[Collection entries]
□ □ □
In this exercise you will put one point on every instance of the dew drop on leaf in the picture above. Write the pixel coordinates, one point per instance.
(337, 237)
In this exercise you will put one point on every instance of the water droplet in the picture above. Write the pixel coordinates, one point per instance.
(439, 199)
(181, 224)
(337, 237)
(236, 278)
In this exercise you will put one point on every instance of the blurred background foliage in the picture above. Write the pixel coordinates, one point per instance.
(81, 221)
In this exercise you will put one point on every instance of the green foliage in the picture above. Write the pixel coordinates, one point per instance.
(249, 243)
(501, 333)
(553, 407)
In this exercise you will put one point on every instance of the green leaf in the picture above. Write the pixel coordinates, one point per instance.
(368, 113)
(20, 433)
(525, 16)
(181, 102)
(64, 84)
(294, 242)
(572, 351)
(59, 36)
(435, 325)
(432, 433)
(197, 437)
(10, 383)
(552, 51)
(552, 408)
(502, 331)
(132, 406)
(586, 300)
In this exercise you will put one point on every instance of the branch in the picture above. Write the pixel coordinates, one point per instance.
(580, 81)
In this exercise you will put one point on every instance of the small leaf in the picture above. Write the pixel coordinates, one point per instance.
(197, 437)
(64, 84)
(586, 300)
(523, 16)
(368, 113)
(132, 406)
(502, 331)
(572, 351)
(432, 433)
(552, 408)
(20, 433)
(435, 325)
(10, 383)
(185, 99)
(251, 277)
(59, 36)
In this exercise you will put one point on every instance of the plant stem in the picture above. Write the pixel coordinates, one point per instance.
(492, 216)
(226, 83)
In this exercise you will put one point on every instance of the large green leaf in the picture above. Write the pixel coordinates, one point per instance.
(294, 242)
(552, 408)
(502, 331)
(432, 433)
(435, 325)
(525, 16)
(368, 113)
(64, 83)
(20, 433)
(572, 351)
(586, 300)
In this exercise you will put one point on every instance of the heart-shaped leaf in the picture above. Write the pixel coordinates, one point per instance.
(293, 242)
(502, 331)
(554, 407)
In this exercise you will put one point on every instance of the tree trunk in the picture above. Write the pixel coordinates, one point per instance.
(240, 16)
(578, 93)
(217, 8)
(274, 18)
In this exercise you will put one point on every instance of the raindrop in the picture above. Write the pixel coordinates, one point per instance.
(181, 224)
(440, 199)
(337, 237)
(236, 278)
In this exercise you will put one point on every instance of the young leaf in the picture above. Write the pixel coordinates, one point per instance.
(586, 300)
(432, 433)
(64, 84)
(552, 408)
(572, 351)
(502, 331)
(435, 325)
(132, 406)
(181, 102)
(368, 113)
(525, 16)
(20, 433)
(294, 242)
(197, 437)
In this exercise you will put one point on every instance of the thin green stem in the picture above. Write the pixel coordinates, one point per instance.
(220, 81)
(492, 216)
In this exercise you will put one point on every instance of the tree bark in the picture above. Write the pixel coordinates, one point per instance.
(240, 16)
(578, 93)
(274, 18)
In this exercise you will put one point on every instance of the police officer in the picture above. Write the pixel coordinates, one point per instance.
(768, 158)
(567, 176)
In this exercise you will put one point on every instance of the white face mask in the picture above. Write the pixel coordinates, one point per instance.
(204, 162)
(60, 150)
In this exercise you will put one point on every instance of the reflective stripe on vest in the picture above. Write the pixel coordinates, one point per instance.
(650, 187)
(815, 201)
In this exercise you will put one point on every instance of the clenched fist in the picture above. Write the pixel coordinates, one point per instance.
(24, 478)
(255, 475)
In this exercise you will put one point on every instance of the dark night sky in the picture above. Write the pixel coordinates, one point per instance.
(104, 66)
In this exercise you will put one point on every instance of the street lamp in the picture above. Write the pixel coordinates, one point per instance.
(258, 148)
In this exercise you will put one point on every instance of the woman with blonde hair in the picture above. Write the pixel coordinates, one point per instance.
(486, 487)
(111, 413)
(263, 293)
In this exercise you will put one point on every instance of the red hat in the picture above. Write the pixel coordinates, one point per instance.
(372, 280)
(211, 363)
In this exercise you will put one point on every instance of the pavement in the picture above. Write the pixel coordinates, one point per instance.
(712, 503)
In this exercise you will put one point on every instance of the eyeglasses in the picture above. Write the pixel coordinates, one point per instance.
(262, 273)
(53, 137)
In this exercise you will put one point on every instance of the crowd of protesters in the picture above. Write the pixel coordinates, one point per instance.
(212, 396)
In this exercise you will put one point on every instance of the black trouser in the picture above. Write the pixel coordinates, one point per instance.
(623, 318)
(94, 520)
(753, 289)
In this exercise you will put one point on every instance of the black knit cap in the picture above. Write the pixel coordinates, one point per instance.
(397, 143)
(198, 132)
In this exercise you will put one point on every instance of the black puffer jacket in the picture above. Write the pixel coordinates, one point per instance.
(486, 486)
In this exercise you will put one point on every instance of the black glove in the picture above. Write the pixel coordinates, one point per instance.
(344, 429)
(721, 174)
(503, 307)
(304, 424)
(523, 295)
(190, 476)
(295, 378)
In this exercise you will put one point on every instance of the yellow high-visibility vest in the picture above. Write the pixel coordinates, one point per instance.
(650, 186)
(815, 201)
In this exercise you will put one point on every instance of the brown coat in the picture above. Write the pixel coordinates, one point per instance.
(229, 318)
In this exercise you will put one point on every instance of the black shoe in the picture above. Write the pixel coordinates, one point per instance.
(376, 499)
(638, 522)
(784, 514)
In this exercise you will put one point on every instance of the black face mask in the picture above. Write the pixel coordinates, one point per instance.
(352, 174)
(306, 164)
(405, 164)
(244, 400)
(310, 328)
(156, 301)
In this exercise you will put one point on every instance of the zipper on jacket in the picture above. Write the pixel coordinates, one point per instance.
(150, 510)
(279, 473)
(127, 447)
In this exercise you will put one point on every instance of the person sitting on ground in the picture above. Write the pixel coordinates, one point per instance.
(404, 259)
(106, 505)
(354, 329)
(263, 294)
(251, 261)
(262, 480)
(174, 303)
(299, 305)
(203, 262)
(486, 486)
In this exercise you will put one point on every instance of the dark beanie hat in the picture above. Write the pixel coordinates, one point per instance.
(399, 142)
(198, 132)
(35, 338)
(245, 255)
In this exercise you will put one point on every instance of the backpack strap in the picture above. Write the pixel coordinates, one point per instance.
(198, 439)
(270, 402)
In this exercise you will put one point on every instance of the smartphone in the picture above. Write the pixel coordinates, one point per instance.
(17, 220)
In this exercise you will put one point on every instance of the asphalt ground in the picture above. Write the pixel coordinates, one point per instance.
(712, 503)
□ □ □
Set down the records again, exactly.

In this exercise you will put one point on every instance of the dew drop on leaf in the picture above. Write the pixel coordinates, one point per instance.
(337, 237)
In this exercise you will put one point on every instance of the water droplet in the picture above. Write the pixel coordinates, one point per instance.
(439, 199)
(181, 224)
(337, 237)
(236, 278)
In this exercise you will put one point on every instance of the blurred background foliage in the picture above. Write the pixel coordinates, one point per instance.
(81, 221)
In this exercise you will put one point on every instance of the green foliage in the picture above. Write the pixel coordinates, one point per instance.
(249, 243)
(501, 333)
(553, 407)
In this exercise you will put one point on every instance of the green leaf in the picture above. Write the pixel coordinates, one point per instance.
(368, 113)
(20, 433)
(525, 16)
(181, 102)
(64, 84)
(294, 242)
(572, 351)
(59, 36)
(435, 325)
(432, 433)
(197, 437)
(10, 383)
(552, 51)
(552, 408)
(502, 331)
(132, 406)
(586, 300)
In this exercise you will put one point on every instance of the branch in the picture above. Write the pixel coordinates, one point per instance.
(580, 81)
In this exercise you will put one point on every instance of the small leaf in the picture above. Write the pixel coordinates, one point per instance.
(197, 437)
(64, 84)
(586, 300)
(523, 16)
(368, 113)
(132, 406)
(502, 331)
(572, 351)
(432, 433)
(552, 408)
(20, 433)
(435, 325)
(10, 383)
(185, 99)
(251, 277)
(59, 36)
In this exercise you will put one point on every instance of the plant stem in the picture above. Write the pixel coordinates, one point per instance.
(492, 216)
(226, 83)
In this exercise you will put one point on every instance of the large green leaf in the picture above. Write the pixel coordinates, one point per instance.
(294, 242)
(552, 408)
(502, 331)
(432, 433)
(435, 325)
(525, 16)
(368, 113)
(64, 83)
(20, 433)
(572, 351)
(586, 300)
In this exercise you will put one point on every instance of the heart-shaped leaf in the picture above. Write the pixel coordinates, one point per instance.
(293, 242)
(502, 331)
(554, 407)
In this exercise you will put one point on every instance of the tree trunk in the picture above. Write the pixel coordinates, one point per instance.
(240, 16)
(578, 93)
(217, 8)
(274, 18)
In this exercise you will put one point on every instance of the raindrop in the picture above. Write the pixel coordinates, one point per instance.
(181, 224)
(440, 199)
(337, 237)
(236, 278)
In this exercise you will put one point on every instance of the young leaf in the picture above. Write the pixel coordinates, one point per instance.
(586, 300)
(432, 433)
(64, 84)
(552, 408)
(572, 351)
(502, 331)
(435, 325)
(132, 406)
(181, 102)
(368, 113)
(525, 16)
(20, 433)
(294, 242)
(197, 437)
In this exercise you will put one point on every instance of the thin green stem in the picture above. Write the pixel coordinates, one point per instance.
(220, 81)
(492, 216)
In this exercise you will put one point on every instance of the tree bark in the picture above. Write the pixel coordinates, one point per instance.
(240, 16)
(578, 93)
(274, 18)
In this exercise you will put one point on every instance of the police officer in the picture above. Write the pixel coordinates, one point per instance.
(768, 158)
(567, 176)
In this exercise you will put one point on every instance of the white face mask in the picture above. Write the pixel coordinates, one point per instance.
(204, 162)
(60, 150)
In this exercise you will put one point on every instance of the reflective stripe on vest in the picture above. Write the pixel coordinates, one point per instance.
(650, 187)
(815, 201)
In this exercise you will put one point on every instance of the clenched fist in the picture above. Write the pixel coordinates, one point per instance.
(24, 478)
(255, 475)
In this exercise you will put one point on every instance of the dark night sky in the picture above. Write the pixel coordinates, one point per instance.
(104, 66)
In this exercise you will put one point on every instance of the street lamp in the picture above. Write the pixel coordinates, one point per instance.
(258, 148)
In this exercise you will put one point on every instance of the woman with blonde hair in the picture above. Write the pixel coordinates, one point per instance.
(486, 487)
(111, 413)
(263, 293)
In this exercise you will put one point on every instance of the red hat in the picture above. Write the pixel coordinates, one point per instance.
(372, 280)
(211, 363)
In this exercise you will put one point on every instance of the pavement in the picture above. Write the pixel coordinates, one point per instance.
(712, 503)
In this exercise you will put one point on every instance of the eyeglasses in the picture above. Write the pixel coordinates, one point per instance.
(262, 273)
(53, 137)
In this exercise you will put one point on every instance of the crowd of protesters in the picture above. Write the pixel coordinates, one point per instance.
(212, 396)
In this exercise you will put one point on every instance of the black trouser in the picture above. Write the pixel coordinates, one point per instance.
(623, 318)
(94, 520)
(753, 289)
In this exercise you will put one point on every instance of the black knit cap in the picture above. Write the pixel coordinates, one point per instance.
(397, 143)
(198, 132)
In this exercise you will put one point on every instance of the black puffer jacket in the picture above. Write the pixel coordinates, one point per instance.
(486, 486)
In this exercise you will put one point on every instance of the black glove in the picture above. Write the pixel coordinates, one point per instance.
(344, 429)
(721, 174)
(503, 307)
(304, 424)
(523, 295)
(190, 476)
(295, 378)
In this exercise you will put one point on every instance of the yellow high-visibility vest in the picture above. Write the pixel coordinates, one point per instance.
(650, 186)
(815, 201)
In this exercise you will put one point on every instance of the brown coat in the picture above. Write the pixel coordinates, one point per instance.
(229, 318)
In this exercise you will put one point on every instance of the black shoe in the picture above. Write the pixel coordinates, one point per instance.
(376, 499)
(638, 522)
(784, 514)
In this exercise you will put one point on every instance of the black face mask in the picture above. Write the pixel coordinates, one point per instance.
(352, 174)
(306, 164)
(405, 164)
(244, 400)
(310, 328)
(156, 301)
In this exercise you will put one point on every instance of the zipper on jacket in the picture above. Write the pixel coordinates, one point per instance.
(150, 510)
(279, 473)
(127, 447)
In this exercise you will put one point on every instance of the person sitting on ground in the picture above. Write the pixel coordinates, one point per instance.
(404, 259)
(106, 505)
(354, 329)
(263, 294)
(251, 261)
(262, 480)
(174, 303)
(299, 305)
(203, 262)
(486, 486)
In this exercise you will put one point on every instance of the dark beanie hat in the picture above. Write the pixel coordinates, one point per instance.
(399, 142)
(198, 132)
(35, 338)
(245, 255)
In this exercise you will put one point on every instance of the backpack strap in the picture above. Write the pixel coordinates, one point per instance.
(198, 439)
(270, 402)
In this exercise you will put one point on every instance of the smartphone in the picture above. Write the pixel coordinates, one point per instance.
(17, 220)
In this exercise you will put one point on every instance of the asphalt ground in the picture above. Write the pixel coordinates, one point per instance.
(712, 503)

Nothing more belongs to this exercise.